▶ TASK BRIEF:
Print each record below character for character.

▶ DATASET RECORDS:
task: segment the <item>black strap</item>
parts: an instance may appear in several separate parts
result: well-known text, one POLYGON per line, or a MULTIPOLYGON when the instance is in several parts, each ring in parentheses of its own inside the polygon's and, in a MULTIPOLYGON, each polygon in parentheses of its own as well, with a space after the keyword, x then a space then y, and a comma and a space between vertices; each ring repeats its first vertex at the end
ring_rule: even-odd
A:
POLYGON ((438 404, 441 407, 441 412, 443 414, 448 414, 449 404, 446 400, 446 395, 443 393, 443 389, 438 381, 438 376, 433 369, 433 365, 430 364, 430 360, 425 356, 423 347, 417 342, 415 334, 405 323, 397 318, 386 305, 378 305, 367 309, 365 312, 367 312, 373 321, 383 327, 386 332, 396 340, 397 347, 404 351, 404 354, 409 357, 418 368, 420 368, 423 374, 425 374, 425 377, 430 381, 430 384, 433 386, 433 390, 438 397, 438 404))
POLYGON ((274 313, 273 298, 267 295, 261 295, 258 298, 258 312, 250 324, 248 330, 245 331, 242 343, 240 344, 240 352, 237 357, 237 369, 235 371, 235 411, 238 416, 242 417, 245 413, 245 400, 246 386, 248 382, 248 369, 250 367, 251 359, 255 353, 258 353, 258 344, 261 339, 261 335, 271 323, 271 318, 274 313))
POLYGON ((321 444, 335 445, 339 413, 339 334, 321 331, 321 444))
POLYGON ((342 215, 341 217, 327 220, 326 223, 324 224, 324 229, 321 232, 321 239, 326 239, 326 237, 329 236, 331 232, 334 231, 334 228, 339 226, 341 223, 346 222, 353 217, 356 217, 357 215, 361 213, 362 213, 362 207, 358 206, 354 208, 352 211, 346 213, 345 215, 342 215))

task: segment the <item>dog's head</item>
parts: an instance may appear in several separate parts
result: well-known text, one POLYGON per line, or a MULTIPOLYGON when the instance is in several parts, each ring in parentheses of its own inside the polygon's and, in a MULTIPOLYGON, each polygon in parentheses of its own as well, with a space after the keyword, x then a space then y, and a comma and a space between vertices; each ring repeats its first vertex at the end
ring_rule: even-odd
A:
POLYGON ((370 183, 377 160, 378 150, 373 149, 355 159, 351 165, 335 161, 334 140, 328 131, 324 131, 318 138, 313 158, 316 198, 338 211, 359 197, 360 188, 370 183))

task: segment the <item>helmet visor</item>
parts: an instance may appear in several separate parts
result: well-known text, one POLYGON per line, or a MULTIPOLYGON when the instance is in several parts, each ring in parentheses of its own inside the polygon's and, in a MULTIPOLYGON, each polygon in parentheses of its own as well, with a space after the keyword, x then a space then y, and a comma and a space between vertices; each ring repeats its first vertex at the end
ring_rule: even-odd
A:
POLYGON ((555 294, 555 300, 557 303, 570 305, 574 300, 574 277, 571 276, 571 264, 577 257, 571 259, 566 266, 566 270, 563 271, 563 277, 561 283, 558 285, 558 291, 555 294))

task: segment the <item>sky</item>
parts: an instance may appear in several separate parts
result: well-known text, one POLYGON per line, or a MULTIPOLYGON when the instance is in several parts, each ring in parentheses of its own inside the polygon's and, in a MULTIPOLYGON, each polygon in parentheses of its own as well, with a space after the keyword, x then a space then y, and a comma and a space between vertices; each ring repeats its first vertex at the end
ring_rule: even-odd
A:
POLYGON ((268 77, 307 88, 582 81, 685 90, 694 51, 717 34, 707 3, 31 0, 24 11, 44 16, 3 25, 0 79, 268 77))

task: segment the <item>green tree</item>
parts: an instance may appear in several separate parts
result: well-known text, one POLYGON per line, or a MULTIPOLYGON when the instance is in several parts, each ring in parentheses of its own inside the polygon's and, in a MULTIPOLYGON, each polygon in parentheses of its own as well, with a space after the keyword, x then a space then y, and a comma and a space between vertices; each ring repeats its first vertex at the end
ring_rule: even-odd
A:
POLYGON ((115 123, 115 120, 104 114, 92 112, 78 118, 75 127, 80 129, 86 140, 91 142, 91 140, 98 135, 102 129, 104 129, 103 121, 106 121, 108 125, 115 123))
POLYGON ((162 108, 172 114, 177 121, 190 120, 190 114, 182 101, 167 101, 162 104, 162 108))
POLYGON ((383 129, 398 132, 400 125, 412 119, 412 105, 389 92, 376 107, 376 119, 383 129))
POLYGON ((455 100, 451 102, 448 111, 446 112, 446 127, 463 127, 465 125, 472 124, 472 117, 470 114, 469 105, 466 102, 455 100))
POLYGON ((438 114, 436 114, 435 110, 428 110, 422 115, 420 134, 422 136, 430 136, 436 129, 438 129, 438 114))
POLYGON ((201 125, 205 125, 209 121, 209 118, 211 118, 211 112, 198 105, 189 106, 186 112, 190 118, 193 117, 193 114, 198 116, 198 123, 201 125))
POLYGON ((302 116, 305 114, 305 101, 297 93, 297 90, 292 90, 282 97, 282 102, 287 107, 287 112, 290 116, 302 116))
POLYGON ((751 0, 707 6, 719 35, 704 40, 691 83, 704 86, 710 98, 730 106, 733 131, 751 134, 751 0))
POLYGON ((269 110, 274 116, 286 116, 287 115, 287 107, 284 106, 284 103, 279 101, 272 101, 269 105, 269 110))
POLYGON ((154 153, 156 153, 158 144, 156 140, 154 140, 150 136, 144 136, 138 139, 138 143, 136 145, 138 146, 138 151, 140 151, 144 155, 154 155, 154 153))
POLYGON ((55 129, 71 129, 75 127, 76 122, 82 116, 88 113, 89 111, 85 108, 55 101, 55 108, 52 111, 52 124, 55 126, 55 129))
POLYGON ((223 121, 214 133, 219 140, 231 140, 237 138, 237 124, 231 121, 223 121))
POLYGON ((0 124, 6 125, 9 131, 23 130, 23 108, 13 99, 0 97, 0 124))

▶ OUTPUT OF THE TASK:
task: segment the <item>black strap</item>
parts: an instance may appear in several separate parts
result: well-known text, one POLYGON per line, or a MULTIPOLYGON when the instance is in several parts, each ring in parentheses of its own inside the polygon's and, in a MULTIPOLYGON, each polygon in parentheses of its own as well, with a space after the keyword, x then a space then y, and a comma and a space between vertices; each ring repeats its first vertex at the end
ring_rule: even-odd
A:
POLYGON ((438 404, 441 407, 441 412, 443 414, 448 414, 449 404, 446 400, 446 395, 443 393, 443 389, 438 381, 438 376, 433 369, 433 365, 430 364, 430 360, 425 356, 423 347, 417 342, 415 334, 405 323, 397 318, 386 305, 378 305, 367 309, 365 312, 367 312, 373 321, 383 327, 386 332, 396 340, 397 347, 404 351, 404 354, 409 357, 418 368, 420 368, 423 374, 425 374, 425 377, 430 381, 430 384, 433 386, 433 390, 438 397, 438 404))
POLYGON ((274 313, 273 298, 267 295, 261 295, 258 298, 258 312, 250 324, 248 330, 245 331, 242 343, 240 344, 240 352, 237 357, 237 369, 235 371, 235 411, 238 416, 242 417, 245 413, 245 400, 246 386, 248 382, 248 369, 250 367, 251 359, 255 353, 258 353, 258 344, 261 339, 261 335, 271 323, 271 318, 274 313))
POLYGON ((321 444, 335 445, 339 413, 339 334, 321 331, 321 444))
POLYGON ((342 215, 341 217, 327 220, 326 223, 324 224, 324 229, 321 232, 321 239, 326 239, 326 237, 329 236, 331 232, 334 231, 334 228, 339 226, 341 223, 346 222, 353 217, 356 217, 357 215, 361 213, 362 213, 362 207, 358 206, 354 208, 352 211, 346 213, 345 215, 342 215))

task: segment the <item>dog's head</item>
parts: an instance may appear in several separate parts
result: well-known text, one POLYGON per line, or a MULTIPOLYGON when the instance is in several parts, each ring in parentheses of its own inside the polygon's and, in a MULTIPOLYGON, each polygon in parentheses of its own as well, with a space after the keyword, x then a space then y, and a comma and a space between vertices; each ring repeats its first vertex at the end
ring_rule: even-odd
A:
POLYGON ((370 183, 377 160, 378 150, 373 149, 355 159, 351 165, 335 161, 334 140, 328 131, 324 131, 318 138, 313 158, 316 198, 338 211, 359 197, 360 188, 370 183))

task: segment the <item>helmet visor</item>
parts: an instance may appear in several separate parts
result: well-known text, one POLYGON per line, or a MULTIPOLYGON when the instance is in several parts, each ring in parentheses of its own inside the polygon's and, in a MULTIPOLYGON, each polygon in parentheses of its own as well, with a space after the keyword, x then a space then y, and a comma and a space between vertices; each ring repeats its first vertex at the end
ring_rule: even-odd
A:
POLYGON ((555 294, 555 300, 557 303, 570 305, 574 300, 574 277, 571 276, 571 264, 577 257, 571 259, 566 266, 566 270, 563 271, 563 277, 561 283, 558 285, 558 291, 555 294))

task: segment the <item>sky</item>
parts: an instance may appear in several separate parts
result: well-known text, one POLYGON per line, or a MULTIPOLYGON when the instance is in several parts, each ring in parentheses of its own inside the polygon's and, in a MULTIPOLYGON, each polygon in parentheses of its own as well, with a space after the keyword, x then a space then y, and a comma and a space between vertices; each ring repeats its first vertex at the end
ring_rule: even-odd
A:
POLYGON ((268 77, 307 88, 582 81, 685 90, 694 51, 717 34, 707 3, 31 0, 24 11, 44 16, 3 25, 0 79, 268 77))

task: segment the <item>green tree</item>
parts: an instance may appear in several separate parts
result: well-known text, one POLYGON per line, or a MULTIPOLYGON when the instance is in several parts, each ring in parentheses of its own inside the polygon's and, in a MULTIPOLYGON, each polygon in parentheses of its own as well, with a space after the keyword, x then a space then y, and a comma and a space between vertices; each ring repeats its first vertex at the end
ring_rule: even-odd
A:
POLYGON ((115 123, 115 120, 104 114, 92 112, 78 118, 75 127, 80 129, 86 140, 91 142, 91 140, 98 135, 102 129, 104 129, 103 121, 106 121, 108 125, 115 123))
POLYGON ((162 108, 172 114, 177 121, 190 120, 190 114, 182 101, 167 101, 162 104, 162 108))
POLYGON ((383 129, 398 132, 400 125, 412 119, 412 105, 389 92, 376 107, 376 119, 383 129))
POLYGON ((455 100, 451 102, 448 111, 446 112, 446 127, 463 127, 465 125, 472 124, 472 117, 470 114, 469 105, 466 102, 455 100))
POLYGON ((438 114, 436 114, 435 110, 428 110, 422 115, 420 134, 422 136, 430 136, 436 129, 438 129, 438 114))
POLYGON ((201 125, 205 125, 209 121, 209 118, 211 118, 211 112, 198 105, 189 106, 186 112, 190 118, 193 117, 193 114, 198 116, 198 123, 201 125))
POLYGON ((302 116, 305 114, 305 101, 297 93, 297 90, 292 90, 282 97, 282 102, 287 107, 287 112, 290 116, 302 116))
POLYGON ((751 0, 707 6, 719 35, 704 40, 691 83, 704 86, 710 98, 730 106, 733 131, 751 134, 751 0))
POLYGON ((269 110, 274 116, 286 116, 287 115, 287 107, 284 106, 284 103, 279 101, 272 101, 269 105, 269 110))
POLYGON ((154 153, 156 153, 158 144, 156 140, 154 140, 150 136, 144 136, 138 139, 138 143, 136 145, 138 146, 138 151, 140 151, 144 155, 154 155, 154 153))
POLYGON ((55 129, 71 129, 75 127, 76 122, 82 116, 88 113, 89 111, 85 108, 55 101, 55 108, 52 111, 52 124, 55 126, 55 129))
POLYGON ((223 121, 214 133, 219 140, 231 140, 237 138, 237 124, 231 121, 223 121))
POLYGON ((0 124, 6 125, 9 131, 23 130, 23 108, 13 99, 0 97, 0 124))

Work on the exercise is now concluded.